[Start of section]
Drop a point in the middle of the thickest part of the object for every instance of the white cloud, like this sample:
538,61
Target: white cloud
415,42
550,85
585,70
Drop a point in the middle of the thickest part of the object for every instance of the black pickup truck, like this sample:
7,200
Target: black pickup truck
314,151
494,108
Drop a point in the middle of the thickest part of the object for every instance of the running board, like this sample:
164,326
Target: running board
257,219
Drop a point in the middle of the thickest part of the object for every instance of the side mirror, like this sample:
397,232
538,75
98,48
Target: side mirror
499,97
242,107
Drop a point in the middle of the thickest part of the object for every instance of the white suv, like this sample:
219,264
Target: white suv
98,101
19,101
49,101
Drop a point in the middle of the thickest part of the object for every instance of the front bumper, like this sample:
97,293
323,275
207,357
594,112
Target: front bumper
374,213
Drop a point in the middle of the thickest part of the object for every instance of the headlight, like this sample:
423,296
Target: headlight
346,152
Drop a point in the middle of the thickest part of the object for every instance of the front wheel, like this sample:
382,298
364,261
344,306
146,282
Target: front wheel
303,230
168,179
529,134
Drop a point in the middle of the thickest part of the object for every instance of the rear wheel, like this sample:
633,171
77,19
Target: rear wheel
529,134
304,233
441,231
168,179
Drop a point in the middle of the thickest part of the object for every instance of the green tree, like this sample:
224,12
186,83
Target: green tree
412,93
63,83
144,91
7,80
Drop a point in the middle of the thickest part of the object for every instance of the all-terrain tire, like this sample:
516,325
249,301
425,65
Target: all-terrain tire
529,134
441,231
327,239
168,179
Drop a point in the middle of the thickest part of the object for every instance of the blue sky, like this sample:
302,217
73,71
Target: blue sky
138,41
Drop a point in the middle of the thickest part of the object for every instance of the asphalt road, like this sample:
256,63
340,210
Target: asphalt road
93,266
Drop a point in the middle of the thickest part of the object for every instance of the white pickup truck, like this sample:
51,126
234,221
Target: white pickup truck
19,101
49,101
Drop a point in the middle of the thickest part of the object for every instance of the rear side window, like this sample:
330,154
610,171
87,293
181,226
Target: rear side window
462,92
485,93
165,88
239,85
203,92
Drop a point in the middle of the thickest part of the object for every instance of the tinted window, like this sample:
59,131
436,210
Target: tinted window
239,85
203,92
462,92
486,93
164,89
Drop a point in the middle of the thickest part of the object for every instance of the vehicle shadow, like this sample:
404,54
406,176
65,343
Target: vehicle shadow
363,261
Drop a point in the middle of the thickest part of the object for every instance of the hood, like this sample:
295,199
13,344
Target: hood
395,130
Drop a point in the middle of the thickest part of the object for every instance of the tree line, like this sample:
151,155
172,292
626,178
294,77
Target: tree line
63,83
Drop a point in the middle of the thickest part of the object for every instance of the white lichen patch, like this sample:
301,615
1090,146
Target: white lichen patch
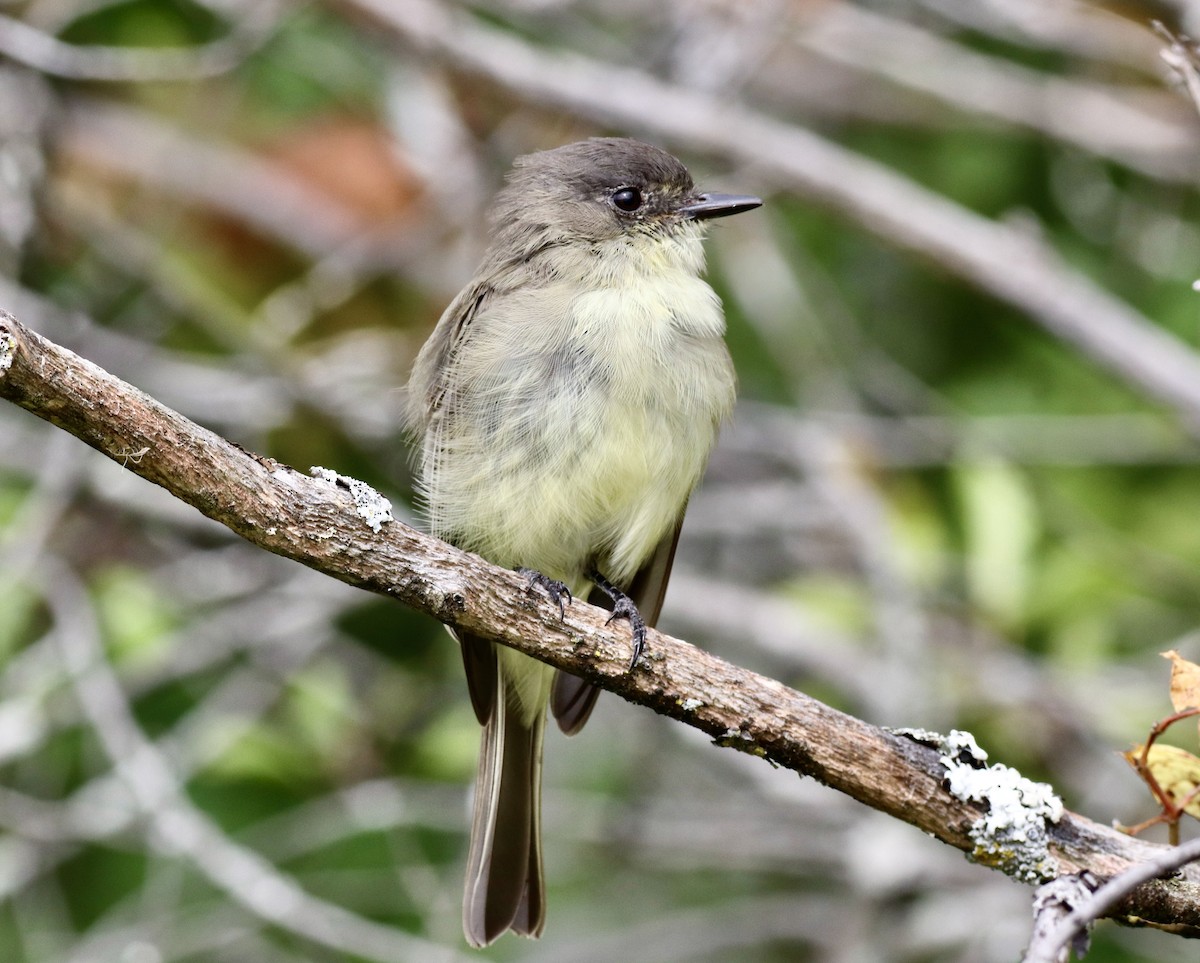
1012,835
7,352
369,503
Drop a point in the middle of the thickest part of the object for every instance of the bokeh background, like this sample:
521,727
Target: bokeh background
961,488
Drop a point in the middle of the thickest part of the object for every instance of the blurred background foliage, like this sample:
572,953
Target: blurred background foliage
934,508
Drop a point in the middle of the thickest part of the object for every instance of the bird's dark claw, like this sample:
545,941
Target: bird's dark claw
623,606
552,587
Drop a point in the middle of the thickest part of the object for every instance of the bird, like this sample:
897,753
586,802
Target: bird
564,408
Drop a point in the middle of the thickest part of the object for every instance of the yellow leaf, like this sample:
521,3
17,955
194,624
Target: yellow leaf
1177,772
1185,681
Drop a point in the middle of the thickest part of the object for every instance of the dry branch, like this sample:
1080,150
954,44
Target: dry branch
313,521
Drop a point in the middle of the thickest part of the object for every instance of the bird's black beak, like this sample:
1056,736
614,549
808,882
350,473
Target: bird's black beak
718,205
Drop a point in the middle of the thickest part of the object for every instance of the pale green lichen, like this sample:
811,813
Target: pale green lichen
1013,835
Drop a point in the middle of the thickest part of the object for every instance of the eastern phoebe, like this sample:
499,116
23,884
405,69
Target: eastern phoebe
568,401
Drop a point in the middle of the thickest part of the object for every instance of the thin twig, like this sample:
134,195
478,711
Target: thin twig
1050,945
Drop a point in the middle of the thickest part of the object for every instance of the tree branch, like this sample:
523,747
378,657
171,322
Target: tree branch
313,521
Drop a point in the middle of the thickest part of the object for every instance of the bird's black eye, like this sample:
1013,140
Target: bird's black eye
628,199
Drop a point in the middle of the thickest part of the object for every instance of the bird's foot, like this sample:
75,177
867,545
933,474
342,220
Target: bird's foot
557,591
623,606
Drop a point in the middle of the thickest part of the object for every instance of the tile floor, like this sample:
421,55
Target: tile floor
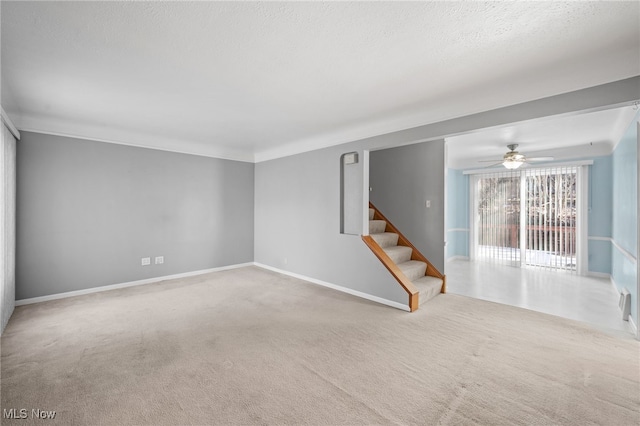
587,299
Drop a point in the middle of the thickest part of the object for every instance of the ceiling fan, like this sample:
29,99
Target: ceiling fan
513,159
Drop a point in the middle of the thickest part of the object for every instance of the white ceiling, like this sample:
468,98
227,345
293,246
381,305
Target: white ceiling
253,81
566,137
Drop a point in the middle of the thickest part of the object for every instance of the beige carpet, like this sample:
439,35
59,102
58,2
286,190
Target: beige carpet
249,346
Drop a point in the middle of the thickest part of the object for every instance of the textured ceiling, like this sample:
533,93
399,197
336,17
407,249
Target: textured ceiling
253,81
566,137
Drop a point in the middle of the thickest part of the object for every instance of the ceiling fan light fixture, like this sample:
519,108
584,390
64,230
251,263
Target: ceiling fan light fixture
513,160
512,164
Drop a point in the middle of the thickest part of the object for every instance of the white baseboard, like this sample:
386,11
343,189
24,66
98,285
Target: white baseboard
125,285
336,287
633,326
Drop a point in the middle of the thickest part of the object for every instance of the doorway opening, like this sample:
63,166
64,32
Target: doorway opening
530,217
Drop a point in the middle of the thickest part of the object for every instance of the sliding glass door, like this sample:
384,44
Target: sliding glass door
528,217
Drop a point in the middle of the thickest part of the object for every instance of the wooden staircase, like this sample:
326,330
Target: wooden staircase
419,278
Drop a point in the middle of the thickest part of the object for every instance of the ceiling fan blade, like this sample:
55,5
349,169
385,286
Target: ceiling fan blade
539,158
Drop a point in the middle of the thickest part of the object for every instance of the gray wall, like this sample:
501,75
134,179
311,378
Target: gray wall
402,179
89,211
7,225
297,201
298,224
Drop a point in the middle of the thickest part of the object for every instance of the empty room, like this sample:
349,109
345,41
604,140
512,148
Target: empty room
319,213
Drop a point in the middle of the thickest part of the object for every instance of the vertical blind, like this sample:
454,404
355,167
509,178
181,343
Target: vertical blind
499,217
551,201
528,217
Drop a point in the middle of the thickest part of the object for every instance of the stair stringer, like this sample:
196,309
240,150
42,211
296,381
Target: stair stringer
402,279
407,285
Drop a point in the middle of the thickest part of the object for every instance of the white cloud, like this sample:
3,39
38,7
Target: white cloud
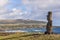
3,2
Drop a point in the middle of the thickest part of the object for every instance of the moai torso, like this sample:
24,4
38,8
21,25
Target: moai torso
49,24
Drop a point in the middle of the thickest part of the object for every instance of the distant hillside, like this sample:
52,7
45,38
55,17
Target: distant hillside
20,21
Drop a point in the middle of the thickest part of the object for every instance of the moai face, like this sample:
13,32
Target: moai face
49,16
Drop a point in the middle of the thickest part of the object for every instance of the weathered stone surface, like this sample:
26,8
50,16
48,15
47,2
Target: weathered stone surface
49,24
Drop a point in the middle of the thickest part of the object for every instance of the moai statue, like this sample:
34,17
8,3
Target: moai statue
49,24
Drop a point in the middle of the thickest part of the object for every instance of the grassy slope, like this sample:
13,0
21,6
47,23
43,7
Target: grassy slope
30,36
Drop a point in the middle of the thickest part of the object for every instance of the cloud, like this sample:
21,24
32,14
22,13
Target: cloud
3,2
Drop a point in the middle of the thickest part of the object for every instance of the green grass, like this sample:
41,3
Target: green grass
30,36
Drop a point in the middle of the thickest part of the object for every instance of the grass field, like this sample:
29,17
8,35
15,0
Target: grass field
30,36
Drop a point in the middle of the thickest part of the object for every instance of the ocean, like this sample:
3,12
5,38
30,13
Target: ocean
55,30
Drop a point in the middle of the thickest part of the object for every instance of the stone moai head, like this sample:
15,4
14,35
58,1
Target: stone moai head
49,16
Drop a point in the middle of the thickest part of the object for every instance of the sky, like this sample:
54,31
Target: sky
30,9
[End of section]
### [EXERCISE AIM]
Please print the material above exactly as it appears, from its first line through the line containing "front bumper, like", inclusive, and stop there.

### [RESULT OF THE TASK]
Drop a point in the middle of the thickest part of the object for every instance of the white cloud, like this sample:
538,61
Target: white cloud
415,42
550,85
585,70
Drop a point in the middle of the thickest part of the object for every instance of the black pickup truck, like this sample:
7,200
Target: black pickup truck
314,151
494,108
Drop a point in the middle of the thickest part of the object for every instance of the running board, like this sample:
164,326
Target: running board
257,219
Drop a point in the middle of the thickest part of the object for every instance of the side mirror, like this sample:
397,232
538,75
98,48
Target: side mirror
499,97
242,107
Drop a point in the middle of the thickest part of the object for every instance of the white suv, like this sample:
219,264
Target: white suv
98,101
19,101
49,101
Drop a point in the middle of the thickest part of the object for every instance of the front bumper, like this sample:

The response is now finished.